------ Records for the exercise ------

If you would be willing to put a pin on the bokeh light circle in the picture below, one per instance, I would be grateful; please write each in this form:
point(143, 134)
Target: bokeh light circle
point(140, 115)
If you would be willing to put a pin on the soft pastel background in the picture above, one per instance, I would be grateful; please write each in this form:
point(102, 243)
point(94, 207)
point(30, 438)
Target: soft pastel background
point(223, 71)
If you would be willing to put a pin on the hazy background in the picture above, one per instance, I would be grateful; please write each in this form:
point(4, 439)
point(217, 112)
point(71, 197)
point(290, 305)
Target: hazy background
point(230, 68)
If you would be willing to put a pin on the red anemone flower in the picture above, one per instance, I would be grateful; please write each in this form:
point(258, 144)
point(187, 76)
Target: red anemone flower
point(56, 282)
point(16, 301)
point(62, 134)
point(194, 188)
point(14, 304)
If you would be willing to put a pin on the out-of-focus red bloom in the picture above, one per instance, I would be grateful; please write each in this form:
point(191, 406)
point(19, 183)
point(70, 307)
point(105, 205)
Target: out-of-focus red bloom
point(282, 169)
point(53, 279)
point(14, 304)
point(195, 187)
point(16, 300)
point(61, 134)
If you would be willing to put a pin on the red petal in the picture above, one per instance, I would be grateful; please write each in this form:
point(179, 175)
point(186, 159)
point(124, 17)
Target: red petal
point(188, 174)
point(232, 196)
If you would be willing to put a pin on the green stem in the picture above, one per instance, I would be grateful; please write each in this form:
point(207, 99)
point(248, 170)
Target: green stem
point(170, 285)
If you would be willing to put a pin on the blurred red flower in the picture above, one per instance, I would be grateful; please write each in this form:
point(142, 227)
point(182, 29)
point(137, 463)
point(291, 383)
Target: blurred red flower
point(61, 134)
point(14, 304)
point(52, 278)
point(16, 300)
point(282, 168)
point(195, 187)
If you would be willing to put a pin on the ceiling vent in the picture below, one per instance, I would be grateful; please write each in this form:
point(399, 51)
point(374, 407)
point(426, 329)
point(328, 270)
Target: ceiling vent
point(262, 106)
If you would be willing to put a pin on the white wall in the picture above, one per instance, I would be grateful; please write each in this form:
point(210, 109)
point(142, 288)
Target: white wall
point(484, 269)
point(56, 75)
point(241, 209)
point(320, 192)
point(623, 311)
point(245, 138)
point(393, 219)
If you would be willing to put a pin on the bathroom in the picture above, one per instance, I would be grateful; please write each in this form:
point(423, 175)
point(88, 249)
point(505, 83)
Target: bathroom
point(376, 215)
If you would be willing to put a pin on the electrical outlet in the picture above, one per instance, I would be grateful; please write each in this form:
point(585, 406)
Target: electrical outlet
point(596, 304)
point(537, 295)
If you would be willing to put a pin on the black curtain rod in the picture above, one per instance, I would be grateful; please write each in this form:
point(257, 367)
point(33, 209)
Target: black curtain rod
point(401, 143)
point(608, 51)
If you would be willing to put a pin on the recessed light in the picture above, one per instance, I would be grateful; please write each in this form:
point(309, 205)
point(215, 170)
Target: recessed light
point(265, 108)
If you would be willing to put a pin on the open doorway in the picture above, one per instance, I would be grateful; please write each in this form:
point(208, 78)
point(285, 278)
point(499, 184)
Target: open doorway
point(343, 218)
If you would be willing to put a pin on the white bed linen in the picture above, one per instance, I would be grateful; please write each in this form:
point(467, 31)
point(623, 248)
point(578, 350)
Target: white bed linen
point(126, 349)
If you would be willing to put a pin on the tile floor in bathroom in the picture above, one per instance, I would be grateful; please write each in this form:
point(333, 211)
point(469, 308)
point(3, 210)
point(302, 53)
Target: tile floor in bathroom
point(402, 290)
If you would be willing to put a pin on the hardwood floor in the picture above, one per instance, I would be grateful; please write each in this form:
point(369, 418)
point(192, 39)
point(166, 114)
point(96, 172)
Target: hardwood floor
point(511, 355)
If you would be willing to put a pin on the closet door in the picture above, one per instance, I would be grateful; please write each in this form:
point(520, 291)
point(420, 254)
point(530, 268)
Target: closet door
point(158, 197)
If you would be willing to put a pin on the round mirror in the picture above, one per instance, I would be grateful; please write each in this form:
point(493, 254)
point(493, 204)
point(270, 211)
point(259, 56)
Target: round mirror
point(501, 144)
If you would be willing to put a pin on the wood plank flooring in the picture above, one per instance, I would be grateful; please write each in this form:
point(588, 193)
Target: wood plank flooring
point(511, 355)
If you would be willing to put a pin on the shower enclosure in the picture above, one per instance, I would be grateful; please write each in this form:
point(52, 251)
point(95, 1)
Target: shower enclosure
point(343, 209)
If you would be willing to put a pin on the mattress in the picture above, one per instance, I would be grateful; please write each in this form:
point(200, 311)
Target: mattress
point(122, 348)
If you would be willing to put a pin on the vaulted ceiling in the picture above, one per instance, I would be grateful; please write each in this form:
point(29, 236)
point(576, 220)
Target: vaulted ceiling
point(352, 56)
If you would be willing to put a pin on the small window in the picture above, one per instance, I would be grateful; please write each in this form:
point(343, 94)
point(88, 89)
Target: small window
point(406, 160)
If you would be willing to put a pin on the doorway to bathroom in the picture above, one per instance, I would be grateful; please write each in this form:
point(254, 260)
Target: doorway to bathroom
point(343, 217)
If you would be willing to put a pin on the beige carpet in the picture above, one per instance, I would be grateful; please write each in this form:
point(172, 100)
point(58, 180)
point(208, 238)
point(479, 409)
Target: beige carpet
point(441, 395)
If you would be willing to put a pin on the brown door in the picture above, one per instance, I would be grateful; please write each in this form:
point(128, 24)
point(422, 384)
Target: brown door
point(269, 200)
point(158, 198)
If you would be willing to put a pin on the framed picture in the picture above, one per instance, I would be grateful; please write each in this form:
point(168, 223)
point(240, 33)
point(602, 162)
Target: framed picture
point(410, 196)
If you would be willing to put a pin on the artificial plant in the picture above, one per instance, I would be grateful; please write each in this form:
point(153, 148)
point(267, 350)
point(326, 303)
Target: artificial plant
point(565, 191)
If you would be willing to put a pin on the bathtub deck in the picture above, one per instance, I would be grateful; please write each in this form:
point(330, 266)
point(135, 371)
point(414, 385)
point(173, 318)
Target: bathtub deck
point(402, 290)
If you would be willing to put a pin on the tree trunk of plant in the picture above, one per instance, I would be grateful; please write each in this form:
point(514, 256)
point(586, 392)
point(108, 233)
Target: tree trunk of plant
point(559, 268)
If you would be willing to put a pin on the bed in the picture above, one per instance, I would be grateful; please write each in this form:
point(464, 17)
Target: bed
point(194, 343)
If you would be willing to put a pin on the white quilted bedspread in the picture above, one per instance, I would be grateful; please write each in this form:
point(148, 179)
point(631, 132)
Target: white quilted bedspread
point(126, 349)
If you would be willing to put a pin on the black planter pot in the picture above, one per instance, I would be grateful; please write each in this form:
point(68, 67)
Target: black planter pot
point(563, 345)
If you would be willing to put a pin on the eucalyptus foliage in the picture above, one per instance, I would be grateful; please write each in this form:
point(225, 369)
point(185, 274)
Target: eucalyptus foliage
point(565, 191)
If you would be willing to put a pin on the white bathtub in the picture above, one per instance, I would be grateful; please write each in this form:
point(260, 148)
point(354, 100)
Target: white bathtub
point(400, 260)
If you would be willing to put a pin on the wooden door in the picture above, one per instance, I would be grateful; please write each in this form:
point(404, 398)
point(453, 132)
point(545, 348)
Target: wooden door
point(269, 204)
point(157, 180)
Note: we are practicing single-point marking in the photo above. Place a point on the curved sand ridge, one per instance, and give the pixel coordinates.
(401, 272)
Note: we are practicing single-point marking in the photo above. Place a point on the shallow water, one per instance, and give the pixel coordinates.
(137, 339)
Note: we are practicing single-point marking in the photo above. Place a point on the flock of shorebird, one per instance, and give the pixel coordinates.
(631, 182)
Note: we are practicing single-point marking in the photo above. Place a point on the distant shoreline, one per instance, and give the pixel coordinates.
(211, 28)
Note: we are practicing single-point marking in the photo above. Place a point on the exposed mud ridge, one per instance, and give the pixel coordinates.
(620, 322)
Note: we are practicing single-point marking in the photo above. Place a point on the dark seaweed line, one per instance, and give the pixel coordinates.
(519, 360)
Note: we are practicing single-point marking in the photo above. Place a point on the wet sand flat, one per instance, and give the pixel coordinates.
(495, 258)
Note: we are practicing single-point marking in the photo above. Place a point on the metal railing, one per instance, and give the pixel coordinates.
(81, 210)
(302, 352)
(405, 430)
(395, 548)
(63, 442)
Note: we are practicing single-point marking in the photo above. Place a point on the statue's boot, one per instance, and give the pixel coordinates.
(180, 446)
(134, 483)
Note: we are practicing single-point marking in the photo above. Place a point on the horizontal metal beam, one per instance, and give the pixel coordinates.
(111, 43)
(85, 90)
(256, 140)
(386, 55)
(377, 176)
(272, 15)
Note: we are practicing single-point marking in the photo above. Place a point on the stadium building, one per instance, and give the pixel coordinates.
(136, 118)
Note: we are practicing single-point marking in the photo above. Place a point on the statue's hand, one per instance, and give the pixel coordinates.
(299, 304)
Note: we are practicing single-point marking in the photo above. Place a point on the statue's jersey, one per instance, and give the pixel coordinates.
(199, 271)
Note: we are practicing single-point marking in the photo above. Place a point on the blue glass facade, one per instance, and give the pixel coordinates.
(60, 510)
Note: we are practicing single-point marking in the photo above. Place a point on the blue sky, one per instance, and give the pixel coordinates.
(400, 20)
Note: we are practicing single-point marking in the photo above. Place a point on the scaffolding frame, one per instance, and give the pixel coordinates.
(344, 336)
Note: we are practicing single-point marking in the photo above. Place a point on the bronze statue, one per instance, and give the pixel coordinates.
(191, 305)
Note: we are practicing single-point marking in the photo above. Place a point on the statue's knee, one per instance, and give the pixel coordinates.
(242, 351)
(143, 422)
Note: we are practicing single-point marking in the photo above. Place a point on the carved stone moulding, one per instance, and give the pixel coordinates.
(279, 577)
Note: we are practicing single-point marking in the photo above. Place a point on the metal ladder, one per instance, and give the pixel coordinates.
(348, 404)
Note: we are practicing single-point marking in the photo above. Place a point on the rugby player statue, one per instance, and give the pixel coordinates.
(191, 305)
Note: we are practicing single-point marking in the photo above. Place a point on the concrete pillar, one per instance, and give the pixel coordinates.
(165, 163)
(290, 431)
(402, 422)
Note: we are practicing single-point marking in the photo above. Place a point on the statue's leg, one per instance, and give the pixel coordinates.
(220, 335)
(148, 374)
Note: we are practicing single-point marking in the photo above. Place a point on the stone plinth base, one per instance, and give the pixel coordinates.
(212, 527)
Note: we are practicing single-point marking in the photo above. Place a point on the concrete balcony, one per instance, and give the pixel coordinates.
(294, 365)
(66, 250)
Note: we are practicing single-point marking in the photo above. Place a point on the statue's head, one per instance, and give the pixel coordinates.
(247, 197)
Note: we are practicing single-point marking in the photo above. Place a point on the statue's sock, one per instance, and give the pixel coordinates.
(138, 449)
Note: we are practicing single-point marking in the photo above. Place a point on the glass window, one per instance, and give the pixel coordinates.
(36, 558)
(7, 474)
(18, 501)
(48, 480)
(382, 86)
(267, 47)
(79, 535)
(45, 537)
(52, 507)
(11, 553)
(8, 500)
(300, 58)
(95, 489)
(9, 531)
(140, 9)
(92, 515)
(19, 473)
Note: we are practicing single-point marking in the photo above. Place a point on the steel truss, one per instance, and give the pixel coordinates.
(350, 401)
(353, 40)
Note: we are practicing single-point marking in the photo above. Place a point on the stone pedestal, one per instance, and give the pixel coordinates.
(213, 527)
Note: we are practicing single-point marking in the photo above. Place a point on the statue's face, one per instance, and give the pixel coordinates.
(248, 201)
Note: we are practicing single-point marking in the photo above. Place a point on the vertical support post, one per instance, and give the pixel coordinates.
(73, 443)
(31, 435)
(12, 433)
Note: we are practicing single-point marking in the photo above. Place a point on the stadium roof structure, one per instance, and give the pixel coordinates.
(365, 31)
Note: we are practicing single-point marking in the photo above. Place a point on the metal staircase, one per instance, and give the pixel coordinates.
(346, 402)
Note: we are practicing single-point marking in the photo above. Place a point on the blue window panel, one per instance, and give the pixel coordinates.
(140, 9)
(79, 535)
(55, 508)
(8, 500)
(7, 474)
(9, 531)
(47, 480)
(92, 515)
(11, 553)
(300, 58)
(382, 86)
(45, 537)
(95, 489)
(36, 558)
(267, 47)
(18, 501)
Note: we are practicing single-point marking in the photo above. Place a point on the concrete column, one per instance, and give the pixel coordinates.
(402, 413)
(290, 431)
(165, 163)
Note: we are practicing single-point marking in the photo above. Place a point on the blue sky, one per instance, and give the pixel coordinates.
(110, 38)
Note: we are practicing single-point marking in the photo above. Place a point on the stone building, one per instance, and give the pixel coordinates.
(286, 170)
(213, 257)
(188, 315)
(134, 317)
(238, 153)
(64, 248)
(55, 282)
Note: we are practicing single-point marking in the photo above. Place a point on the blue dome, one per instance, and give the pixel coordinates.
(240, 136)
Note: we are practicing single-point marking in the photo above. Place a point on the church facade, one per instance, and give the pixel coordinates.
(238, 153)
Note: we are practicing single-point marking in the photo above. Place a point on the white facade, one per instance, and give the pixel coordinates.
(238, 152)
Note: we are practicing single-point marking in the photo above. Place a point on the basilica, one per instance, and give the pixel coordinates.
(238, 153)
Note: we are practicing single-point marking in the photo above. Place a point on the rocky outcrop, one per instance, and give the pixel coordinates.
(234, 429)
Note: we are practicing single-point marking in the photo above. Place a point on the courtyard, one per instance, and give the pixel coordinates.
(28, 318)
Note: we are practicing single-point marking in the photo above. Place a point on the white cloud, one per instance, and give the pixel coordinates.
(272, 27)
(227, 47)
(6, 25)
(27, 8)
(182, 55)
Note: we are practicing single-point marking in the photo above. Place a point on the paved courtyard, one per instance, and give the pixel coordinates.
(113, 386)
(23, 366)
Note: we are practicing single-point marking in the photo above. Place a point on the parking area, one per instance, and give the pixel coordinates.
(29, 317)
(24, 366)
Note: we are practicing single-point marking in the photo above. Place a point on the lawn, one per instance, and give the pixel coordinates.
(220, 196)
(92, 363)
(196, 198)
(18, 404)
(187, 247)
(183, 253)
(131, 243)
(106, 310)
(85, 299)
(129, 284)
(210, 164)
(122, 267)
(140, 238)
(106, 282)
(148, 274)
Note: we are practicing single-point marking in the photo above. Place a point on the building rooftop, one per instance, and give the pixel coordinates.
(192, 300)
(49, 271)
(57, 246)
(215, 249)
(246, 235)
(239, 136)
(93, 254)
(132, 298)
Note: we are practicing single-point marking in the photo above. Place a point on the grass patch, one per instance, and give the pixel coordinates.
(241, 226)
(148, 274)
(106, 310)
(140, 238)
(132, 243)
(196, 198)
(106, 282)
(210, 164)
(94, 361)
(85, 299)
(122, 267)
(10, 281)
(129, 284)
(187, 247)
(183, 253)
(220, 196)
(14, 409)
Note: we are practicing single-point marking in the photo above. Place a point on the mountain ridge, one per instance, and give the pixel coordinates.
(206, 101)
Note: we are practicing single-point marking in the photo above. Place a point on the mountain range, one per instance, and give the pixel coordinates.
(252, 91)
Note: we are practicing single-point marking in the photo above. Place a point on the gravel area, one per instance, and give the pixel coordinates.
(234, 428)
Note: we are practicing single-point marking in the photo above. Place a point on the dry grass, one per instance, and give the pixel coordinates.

------

> Directions
Lines with "below" in them are what the answer must contain; copy each from the records above.

> Answer for this exercise
If you would be willing to put a pin on the bokeh light circle in the picture below, one per instance, I would be grateful; please write each in this form:
If you would be willing to put a pin on the ceiling vent in the picture below, one per instance, I would be grateful; please write each in this form:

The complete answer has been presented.